◆ What you have to do
Every record below should be transcribed exactly. Omit the images.

◆ Records provided
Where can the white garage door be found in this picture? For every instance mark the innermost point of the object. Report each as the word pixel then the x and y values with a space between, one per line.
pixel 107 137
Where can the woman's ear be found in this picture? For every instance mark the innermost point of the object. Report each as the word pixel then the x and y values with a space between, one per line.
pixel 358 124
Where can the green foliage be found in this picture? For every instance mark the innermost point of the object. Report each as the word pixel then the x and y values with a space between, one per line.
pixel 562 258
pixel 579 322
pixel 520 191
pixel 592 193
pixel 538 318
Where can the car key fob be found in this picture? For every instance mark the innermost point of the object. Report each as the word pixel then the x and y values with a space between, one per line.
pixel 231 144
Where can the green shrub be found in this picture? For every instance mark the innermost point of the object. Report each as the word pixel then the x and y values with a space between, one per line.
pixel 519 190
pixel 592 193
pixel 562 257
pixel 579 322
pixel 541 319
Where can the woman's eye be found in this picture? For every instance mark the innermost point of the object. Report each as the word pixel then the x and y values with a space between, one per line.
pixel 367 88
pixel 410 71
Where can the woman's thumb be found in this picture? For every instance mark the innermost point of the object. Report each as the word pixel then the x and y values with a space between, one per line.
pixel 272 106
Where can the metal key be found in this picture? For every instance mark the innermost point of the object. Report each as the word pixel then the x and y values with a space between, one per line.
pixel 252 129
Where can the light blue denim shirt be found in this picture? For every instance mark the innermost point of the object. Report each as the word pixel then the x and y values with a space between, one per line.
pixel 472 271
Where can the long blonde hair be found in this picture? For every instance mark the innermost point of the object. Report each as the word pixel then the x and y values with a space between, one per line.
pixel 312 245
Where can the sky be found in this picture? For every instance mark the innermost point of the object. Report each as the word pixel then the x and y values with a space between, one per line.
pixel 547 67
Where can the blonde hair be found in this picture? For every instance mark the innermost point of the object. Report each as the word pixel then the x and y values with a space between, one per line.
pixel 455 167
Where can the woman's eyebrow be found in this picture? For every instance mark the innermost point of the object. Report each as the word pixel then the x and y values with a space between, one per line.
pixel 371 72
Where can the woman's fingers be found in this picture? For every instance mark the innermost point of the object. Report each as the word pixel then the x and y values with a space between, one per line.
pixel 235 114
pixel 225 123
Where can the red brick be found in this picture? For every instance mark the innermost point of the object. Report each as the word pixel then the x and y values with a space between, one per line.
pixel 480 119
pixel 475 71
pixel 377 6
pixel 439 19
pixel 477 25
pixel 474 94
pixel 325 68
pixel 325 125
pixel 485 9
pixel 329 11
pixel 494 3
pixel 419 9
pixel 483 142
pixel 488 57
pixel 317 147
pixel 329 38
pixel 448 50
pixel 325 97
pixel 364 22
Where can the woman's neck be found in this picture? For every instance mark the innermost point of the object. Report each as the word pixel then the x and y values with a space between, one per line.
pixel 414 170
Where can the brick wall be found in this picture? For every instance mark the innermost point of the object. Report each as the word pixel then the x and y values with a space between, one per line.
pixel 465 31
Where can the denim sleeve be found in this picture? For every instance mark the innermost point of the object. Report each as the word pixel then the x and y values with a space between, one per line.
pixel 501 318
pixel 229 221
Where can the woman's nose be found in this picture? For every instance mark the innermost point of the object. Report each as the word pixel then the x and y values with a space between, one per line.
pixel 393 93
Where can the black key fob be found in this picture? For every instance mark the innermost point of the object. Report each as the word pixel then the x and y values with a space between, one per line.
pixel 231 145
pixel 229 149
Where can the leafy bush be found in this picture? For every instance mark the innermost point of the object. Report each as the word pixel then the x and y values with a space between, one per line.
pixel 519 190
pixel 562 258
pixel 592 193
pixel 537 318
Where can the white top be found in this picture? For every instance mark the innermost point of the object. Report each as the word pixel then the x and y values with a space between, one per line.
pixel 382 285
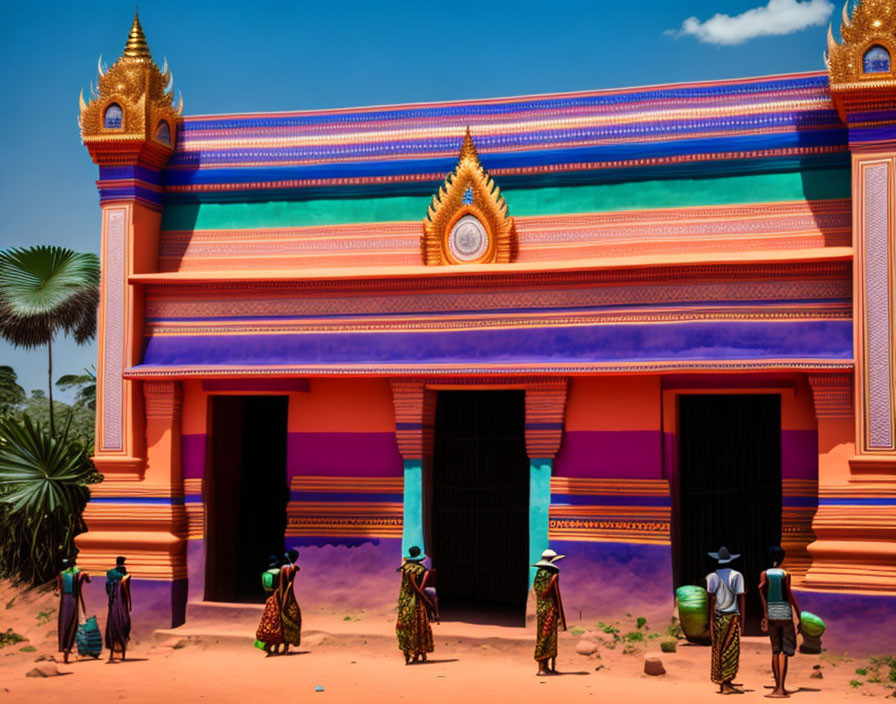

◆ Worked solution
Where can the white garage door be found in this picture? For every instance mark the innermost point of the object. Report each as the word pixel then the x and y values with a space between, one per line.
pixel 107 137
Where can the woman's ear be found in this picture? For every instance mark the innermost point of the object. Report each as the word pixel then the x and y values with a space between, one per line.
pixel 358 124
Where can the green foliage be found in this picture? For every instance mark the innermost point of the object. Report each as the word pixel then the x and y values with a space between, one per line.
pixel 562 258
pixel 579 322
pixel 520 191
pixel 592 193
pixel 538 318
Where can the car key fob be found in this picture? For every instance mark the innermost point of the object. Report each as the word pixel then the x and y values with a space between, one per line.
pixel 231 144
Where can the green shrub be found in this picture? For every instance mark the innermost point of the object. Report each as the word pixel then the x and y values with a space between, one per line.
pixel 519 190
pixel 592 193
pixel 562 257
pixel 579 322
pixel 541 319
Where can the woman's eye be found in this picture? For every instance mark the innermost point of the object. Report each as the word pixel then the x and y values with a space between, one per line.
pixel 367 88
pixel 410 71
Where can the woman's thumb be found in this picture? For every instance mark the innermost point of the object. Report each as the word pixel then the x and y values with a space between, one per line.
pixel 272 106
Where can the metal key be found in this picture? For every instance mark the innermost point of the object. Report each as the word pixel then the x and y values with a space between, one per line.
pixel 252 129
Where can the light blue denim shirt be found in this picture? For every instance mark the innermost point of the object. Report each as the word pixel then the x and y values with a space between, one per line.
pixel 472 271
Where can the long blonde hair be found in this picture? For every instance mark the innermost point of the object. Report each as the word pixel then the x and y values with a space between, one per line.
pixel 312 245
Where can the sky be found in this picture? For every instance mark the innermost point of the object. Report each as the word pixel then the x and y values with a space between, one per line.
pixel 547 67
Where can the blonde hair be found in this picture? For every instance mark the innermost point of the object. Report each as the word pixel then the x and y values with a space between, one per line.
pixel 455 167
Where can the woman's eyebrow be found in this picture? For every instance mark the innermost point of the object. Report each as the word pixel then the x and y values with a space between, one per line.
pixel 371 72
Where can the woman's fingers be found in this picture? For every instance mark the innermost point of the object. Report each as the word pixel then the x and y values with a space between, one per line.
pixel 235 114
pixel 225 123
Where can the red brick be found in this picture? For every instance mark the innermost point of the object. Report each as the word pixel then the x and y values with a space between, one per line.
pixel 480 119
pixel 475 71
pixel 377 6
pixel 439 19
pixel 477 25
pixel 474 94
pixel 325 68
pixel 325 125
pixel 485 9
pixel 329 11
pixel 494 3
pixel 419 9
pixel 483 142
pixel 488 57
pixel 317 147
pixel 329 38
pixel 448 50
pixel 325 97
pixel 364 22
Where can the woman's neck be found in this picture? For every instance mark the innermost point of the object. Report each as the word pixel then the x and y values with a space between, one per line.
pixel 414 170
Where can the brick wall be found in this picture? For every instance mark the innermost point of the object. Report each as the word pixel then the x and y values with a space between, one per line.
pixel 465 31
Where can the denim sleeve be found in this picture? For every instance mark the innermost point of the object. Report each as the word pixel then the x and y values with a space between, one per line.
pixel 501 318
pixel 229 221
Where can the woman's nose be found in this picture? For every instance mark the innermost point of the object. Report each as the word pixel then the x and y values with a space between, one per line.
pixel 393 93
Where can the black key fob be found in this picture? For every instance mark the innermost point of the object. Report each as the word pixel then the x and y values with a space between, one per line.
pixel 231 145
pixel 229 149
Where can the leafy bush be found in this picture? For every instance mark the innermost point of the object. Report each as the word pixel then the x and y values with a space between, one per line.
pixel 519 190
pixel 562 258
pixel 592 193
pixel 537 318
Where can the white top be found in this picture? For every instance mark the innermost point of the object. Report each as the word pixel then the x and y values with a space between, one per line.
pixel 382 285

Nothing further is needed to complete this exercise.